▼

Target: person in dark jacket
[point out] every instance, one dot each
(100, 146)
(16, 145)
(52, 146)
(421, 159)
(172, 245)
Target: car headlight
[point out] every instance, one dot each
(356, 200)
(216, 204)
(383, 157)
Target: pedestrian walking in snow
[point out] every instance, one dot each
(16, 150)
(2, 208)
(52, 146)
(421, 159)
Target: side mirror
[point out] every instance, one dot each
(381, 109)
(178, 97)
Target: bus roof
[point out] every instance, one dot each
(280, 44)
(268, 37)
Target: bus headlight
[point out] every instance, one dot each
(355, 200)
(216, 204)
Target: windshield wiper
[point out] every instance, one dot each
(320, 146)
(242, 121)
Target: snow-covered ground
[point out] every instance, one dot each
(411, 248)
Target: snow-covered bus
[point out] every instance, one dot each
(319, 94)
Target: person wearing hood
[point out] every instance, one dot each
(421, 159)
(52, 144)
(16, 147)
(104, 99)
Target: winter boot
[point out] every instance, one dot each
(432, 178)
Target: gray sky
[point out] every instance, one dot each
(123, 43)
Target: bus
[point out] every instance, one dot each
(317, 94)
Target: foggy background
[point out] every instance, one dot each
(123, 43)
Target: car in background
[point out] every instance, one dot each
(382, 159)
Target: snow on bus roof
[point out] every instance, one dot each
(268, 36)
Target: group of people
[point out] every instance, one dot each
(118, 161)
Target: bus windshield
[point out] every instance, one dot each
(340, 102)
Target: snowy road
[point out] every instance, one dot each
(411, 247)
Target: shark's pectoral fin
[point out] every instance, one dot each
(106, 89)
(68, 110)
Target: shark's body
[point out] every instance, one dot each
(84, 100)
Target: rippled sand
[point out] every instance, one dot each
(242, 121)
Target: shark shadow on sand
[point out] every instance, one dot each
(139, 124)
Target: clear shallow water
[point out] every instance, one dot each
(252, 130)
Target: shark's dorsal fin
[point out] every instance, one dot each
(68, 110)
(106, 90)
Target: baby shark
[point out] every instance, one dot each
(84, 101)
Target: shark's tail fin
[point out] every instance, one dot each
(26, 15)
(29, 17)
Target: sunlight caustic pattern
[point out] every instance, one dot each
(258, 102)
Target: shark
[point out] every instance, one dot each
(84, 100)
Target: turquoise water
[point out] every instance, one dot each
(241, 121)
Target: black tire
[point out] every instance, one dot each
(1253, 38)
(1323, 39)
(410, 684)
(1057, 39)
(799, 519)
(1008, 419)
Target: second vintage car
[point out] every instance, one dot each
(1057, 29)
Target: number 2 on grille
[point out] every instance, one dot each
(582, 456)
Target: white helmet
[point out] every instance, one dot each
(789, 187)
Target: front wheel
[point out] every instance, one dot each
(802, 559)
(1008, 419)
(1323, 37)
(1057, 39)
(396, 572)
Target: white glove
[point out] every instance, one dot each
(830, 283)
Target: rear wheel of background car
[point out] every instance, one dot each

▲

Every line from the one containing "Target: group of people" through the last line must be copied exactly; leave out the rest.

Target: group of people
[point out] every instance, one dot each
(118, 161)
Target: bus windshield
[point out] every instance, one dot each
(340, 102)
Target: snowy road
[point out] every instance, one dot each
(411, 247)
Target: shark's pectoral fin
[point out] every instance, one dot each
(106, 89)
(68, 110)
Target: shark's body
[point out] every instance, one dot each
(84, 100)
Target: rippled sand
[point out] every instance, one dot each
(242, 121)
Target: shark shadow on sand
[point out] every instance, one dot each
(139, 124)
Target: clear shallow water
[point out] every instance, one dot each
(252, 130)
Target: shark's dorsal fin
[point out] every instance, one dot each
(68, 110)
(106, 90)
Target: baby shark
[point out] every instance, one dot each
(84, 101)
Target: shark's tail fin
[point out] every instance, one dot each
(26, 15)
(29, 17)
Target: sunlight caustic pattern
[point out] every instance, one dot each
(258, 102)
Target: shark
[point out] every instance, one dot each
(84, 100)
Target: turquoise water
[point out] every instance, one dot each
(241, 121)
Target: black tire
[point out] every instance, one dot each
(1253, 38)
(1323, 39)
(410, 684)
(1057, 39)
(799, 519)
(1008, 419)
Target: second vintage car
[point out] every instance, one dot each
(1057, 29)
Target: number 2 on grille
[point out] every instance, one dot each
(582, 456)
Target: white helmet
[point out] every instance, one dot each
(789, 187)
Target: front wheel
[point out] every instance, one dot each
(802, 559)
(1008, 419)
(1323, 37)
(1057, 39)
(396, 572)
Target: white glove
[point out] every instance, one dot each
(830, 283)
Target: rear wheel of background car
[point out] every instance, one dot each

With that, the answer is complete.